=== Extracted data ===

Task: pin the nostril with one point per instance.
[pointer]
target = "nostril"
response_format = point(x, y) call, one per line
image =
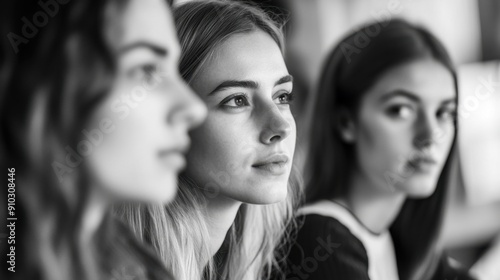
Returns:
point(275, 138)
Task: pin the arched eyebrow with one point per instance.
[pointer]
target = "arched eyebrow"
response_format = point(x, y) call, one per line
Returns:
point(158, 50)
point(400, 92)
point(412, 96)
point(248, 84)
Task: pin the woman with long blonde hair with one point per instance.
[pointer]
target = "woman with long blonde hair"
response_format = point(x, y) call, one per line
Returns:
point(238, 192)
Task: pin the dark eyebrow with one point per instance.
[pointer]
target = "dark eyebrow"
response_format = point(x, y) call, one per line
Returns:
point(161, 51)
point(248, 84)
point(284, 79)
point(234, 83)
point(403, 93)
point(451, 100)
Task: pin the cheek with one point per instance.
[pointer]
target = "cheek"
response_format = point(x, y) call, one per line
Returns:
point(380, 145)
point(126, 161)
point(218, 150)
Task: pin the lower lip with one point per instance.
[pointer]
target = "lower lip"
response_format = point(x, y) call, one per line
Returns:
point(275, 169)
point(422, 166)
point(173, 160)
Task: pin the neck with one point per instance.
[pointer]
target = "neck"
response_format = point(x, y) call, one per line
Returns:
point(221, 212)
point(93, 216)
point(375, 206)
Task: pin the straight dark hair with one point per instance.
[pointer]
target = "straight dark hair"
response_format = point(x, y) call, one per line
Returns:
point(348, 73)
point(54, 79)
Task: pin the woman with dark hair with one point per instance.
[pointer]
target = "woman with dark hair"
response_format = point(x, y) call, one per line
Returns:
point(383, 131)
point(93, 112)
point(238, 193)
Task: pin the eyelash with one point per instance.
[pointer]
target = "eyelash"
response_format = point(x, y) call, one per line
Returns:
point(289, 95)
point(144, 72)
point(393, 111)
point(233, 97)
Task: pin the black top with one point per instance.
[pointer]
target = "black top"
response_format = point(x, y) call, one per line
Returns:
point(326, 249)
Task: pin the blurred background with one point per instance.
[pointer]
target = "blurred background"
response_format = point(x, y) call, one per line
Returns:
point(470, 30)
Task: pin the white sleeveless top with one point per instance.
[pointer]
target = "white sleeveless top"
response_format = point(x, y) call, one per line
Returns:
point(379, 247)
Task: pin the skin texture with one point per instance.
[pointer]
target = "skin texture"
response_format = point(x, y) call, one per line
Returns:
point(145, 119)
point(392, 130)
point(245, 125)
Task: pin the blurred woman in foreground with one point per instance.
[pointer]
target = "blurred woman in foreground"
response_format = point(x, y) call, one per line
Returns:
point(94, 112)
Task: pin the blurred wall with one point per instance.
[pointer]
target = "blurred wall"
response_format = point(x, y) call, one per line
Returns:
point(320, 24)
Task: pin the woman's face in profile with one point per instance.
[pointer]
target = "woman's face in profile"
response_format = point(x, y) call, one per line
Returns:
point(244, 150)
point(144, 120)
point(405, 127)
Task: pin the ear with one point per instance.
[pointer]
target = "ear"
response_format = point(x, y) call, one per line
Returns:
point(346, 126)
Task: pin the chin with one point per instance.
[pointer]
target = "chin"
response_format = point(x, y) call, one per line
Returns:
point(268, 194)
point(163, 190)
point(420, 187)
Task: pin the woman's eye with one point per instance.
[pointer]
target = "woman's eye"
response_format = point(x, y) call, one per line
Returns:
point(400, 111)
point(144, 73)
point(446, 114)
point(235, 101)
point(285, 98)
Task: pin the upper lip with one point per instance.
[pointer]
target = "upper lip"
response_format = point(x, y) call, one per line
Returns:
point(275, 158)
point(181, 147)
point(423, 158)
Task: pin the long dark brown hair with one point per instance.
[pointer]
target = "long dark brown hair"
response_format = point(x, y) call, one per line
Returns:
point(57, 72)
point(349, 71)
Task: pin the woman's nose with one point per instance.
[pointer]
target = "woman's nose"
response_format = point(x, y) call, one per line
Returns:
point(427, 129)
point(275, 126)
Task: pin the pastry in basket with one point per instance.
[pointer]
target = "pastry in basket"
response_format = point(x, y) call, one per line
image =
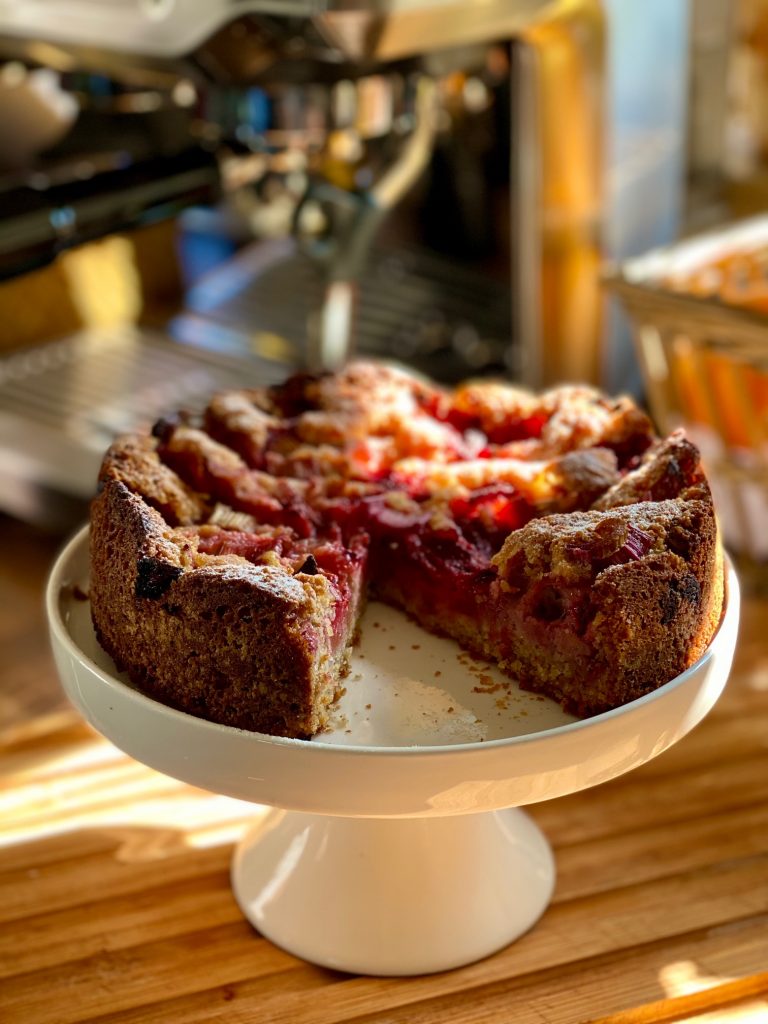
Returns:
point(555, 534)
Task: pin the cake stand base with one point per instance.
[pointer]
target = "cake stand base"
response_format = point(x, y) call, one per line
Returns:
point(393, 896)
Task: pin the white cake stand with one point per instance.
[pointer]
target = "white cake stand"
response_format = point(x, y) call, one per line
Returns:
point(397, 848)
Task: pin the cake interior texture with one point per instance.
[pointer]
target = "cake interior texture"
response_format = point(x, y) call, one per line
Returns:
point(555, 534)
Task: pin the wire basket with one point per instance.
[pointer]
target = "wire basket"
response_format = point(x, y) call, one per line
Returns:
point(699, 312)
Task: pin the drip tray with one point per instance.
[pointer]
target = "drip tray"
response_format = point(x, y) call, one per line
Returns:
point(244, 325)
point(62, 403)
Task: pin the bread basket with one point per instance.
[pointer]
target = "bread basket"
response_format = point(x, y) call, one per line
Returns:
point(699, 314)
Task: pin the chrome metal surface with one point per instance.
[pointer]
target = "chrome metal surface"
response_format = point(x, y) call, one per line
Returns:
point(383, 30)
point(61, 403)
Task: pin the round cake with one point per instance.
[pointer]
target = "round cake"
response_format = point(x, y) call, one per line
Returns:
point(556, 535)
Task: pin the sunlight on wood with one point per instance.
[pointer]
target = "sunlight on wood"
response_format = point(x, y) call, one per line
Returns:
point(94, 785)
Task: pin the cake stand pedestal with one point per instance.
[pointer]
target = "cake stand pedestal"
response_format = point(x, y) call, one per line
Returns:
point(393, 896)
point(395, 847)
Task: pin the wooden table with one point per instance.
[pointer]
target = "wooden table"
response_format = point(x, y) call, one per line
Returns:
point(115, 900)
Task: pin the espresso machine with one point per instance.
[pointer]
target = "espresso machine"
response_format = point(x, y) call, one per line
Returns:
point(429, 181)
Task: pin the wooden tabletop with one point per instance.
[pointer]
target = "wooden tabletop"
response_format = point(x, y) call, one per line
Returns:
point(116, 906)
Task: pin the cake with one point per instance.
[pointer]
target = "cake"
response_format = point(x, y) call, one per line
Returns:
point(556, 535)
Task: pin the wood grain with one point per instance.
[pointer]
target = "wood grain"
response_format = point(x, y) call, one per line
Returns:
point(116, 906)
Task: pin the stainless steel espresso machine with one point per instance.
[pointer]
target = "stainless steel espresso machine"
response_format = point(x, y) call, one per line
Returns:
point(432, 181)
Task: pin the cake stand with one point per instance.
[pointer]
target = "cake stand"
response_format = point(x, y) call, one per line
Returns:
point(395, 845)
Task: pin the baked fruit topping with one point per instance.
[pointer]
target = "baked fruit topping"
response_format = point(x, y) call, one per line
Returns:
point(554, 534)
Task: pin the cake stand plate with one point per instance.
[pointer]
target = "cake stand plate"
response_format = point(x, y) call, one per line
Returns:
point(395, 845)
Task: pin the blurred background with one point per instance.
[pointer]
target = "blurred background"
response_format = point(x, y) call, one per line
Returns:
point(208, 193)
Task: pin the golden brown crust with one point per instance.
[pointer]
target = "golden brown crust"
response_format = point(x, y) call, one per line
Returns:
point(237, 643)
point(133, 461)
point(613, 588)
point(639, 588)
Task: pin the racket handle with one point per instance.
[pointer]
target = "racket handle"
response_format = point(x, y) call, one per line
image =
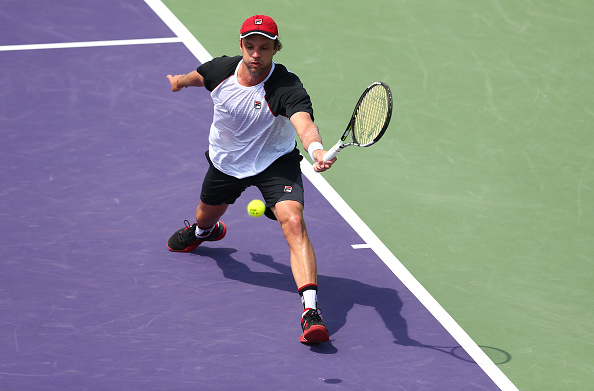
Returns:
point(331, 154)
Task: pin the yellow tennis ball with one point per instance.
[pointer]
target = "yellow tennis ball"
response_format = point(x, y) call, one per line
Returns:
point(256, 208)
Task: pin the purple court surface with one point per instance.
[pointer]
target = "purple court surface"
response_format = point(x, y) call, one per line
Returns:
point(99, 164)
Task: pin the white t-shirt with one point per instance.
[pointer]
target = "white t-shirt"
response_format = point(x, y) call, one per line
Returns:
point(251, 126)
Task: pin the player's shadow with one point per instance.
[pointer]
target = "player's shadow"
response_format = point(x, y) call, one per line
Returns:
point(339, 294)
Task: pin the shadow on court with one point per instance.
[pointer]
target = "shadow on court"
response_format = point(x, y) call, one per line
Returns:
point(340, 295)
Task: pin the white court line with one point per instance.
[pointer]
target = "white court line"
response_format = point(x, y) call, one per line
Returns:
point(63, 45)
point(361, 228)
point(359, 246)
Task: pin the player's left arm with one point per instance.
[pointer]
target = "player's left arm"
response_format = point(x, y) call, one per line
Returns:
point(192, 79)
point(309, 134)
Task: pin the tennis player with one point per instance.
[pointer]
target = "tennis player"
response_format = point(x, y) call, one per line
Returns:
point(258, 107)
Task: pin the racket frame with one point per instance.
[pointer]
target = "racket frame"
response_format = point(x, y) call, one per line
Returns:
point(342, 143)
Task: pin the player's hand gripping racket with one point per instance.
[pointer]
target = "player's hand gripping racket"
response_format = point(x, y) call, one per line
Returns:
point(369, 121)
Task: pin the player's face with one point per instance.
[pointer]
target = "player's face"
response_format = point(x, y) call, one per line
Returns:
point(257, 53)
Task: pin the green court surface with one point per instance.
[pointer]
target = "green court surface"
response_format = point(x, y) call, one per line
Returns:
point(483, 185)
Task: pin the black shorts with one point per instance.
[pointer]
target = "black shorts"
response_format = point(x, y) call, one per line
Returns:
point(281, 181)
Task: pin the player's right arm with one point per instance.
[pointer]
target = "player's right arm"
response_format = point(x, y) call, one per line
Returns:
point(192, 79)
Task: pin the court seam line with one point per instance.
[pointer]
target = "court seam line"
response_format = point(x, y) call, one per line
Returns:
point(84, 44)
point(359, 226)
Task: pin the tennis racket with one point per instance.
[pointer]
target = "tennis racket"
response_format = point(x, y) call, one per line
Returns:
point(369, 121)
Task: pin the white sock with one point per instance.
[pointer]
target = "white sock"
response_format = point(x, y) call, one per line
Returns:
point(310, 299)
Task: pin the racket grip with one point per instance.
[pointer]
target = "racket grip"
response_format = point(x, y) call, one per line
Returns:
point(331, 154)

=== Exercise requirements ===
Copy out the lines of the records verbatim, beginning at the line that contains "Task: pin the wooden tabletop" and stopping after the line that contains "point(432, 181)". Include both of those lines.

=== Result of the exercise ===
Task: pin the wooden tabletop with one point per instance.
[pointer]
target = "wooden tabletop"
response_format = point(x, y) call, one per line
Returns:
point(116, 906)
Task: pin the cake with one point per instance.
[pointer]
target = "cake"
response_format = point(x, y) call, one per line
Returns:
point(556, 535)
Task: pin the wood grain with one point per instance.
[pointer]
target = "wood grain"
response_format = point(x, y) call, one per line
Returns:
point(116, 906)
Task: pin the stainless steel espresso machine with one point per instance.
[pointer]
target = "stainless steel espresso machine"
response_format = point(x, y) call, one per line
Returns:
point(432, 181)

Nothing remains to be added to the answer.